Count the lines in the rows below that contain the string "object". Reply with only that number.

>> START Task data

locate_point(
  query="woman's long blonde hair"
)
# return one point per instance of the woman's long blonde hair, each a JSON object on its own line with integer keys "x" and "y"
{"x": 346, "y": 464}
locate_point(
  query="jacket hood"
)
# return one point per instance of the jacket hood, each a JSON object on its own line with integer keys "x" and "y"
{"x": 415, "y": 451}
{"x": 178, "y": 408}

>> END Task data
>> START Task data

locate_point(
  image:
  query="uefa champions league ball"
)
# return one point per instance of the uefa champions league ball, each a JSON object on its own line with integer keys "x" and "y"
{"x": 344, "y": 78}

>> END Task data
>> START Task data

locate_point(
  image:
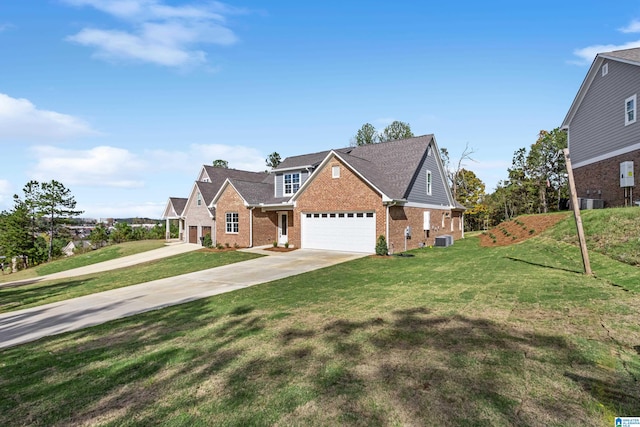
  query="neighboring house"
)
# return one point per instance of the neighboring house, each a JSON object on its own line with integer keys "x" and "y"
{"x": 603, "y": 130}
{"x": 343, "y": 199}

>> END Task data

## Finished exercise
4